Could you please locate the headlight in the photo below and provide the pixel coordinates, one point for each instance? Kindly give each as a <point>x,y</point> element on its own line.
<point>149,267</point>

----

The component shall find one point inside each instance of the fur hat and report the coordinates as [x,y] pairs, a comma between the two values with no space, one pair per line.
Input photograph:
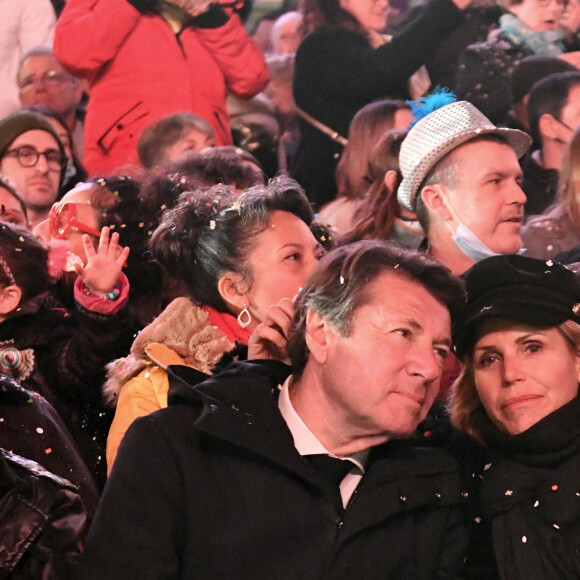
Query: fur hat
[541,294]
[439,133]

----

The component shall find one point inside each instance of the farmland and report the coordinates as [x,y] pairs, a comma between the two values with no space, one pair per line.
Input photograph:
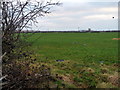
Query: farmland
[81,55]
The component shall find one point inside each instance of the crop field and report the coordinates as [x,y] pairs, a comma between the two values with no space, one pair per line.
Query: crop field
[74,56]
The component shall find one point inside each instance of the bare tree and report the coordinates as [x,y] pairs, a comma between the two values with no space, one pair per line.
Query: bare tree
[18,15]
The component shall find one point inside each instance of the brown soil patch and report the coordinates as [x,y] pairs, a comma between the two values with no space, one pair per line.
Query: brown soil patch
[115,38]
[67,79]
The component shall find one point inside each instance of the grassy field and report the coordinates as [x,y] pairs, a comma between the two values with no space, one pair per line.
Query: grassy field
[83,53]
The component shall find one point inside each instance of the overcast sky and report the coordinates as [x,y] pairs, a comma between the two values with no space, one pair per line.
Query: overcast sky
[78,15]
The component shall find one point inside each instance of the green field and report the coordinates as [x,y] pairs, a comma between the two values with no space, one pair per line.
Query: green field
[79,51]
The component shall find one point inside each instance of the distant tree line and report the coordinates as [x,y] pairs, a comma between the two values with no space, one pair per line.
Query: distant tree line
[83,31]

----

Problem statement
Reproduce exactly the stretch of the material above that starts at the line with "of the crop" and ends at the line with "of the distant", both included, and nothing else.

Output for this exercise
The component shall find one point inside each instance of the crop field and report the coordinates as [x,y] pairs, a comma between the two values with no space, one pair per line.
Query: crop field
[74,56]
The component shall find one point inside each instance of the bare tree and report the coordinates as [x,y] pairs, a comma between the two values with no space, one pair per line.
Query: bare tree
[18,15]
The component shall find one point inside each instance of the brown soil patch and report the coordinates as [x,y] pairs, a comma between the two values with no space, one pair per line.
Query: brown soil patch
[115,38]
[67,79]
The component shall find one point inside each instance of the grassy field and report the coordinates as [x,y] pairs, a comma between the two values with no space, one pair per line.
Query: grassy field
[83,53]
The component shall find one point inside each instance of the overcast sky and report the coordinates as [x,y] pairs, a comma between the two values with no space, one pair per line.
Query: overcast sky
[78,15]
The component shall find one point inside each instance of the green field and report the coordinates as [x,y] pairs, a comma between the two values with no space, one pair per line.
Query: green field
[79,51]
The component shall find one point inside each instance of the distant tree line and report the coordinates as [x,y] pairs, a comma between the two values with no space, one pair per line.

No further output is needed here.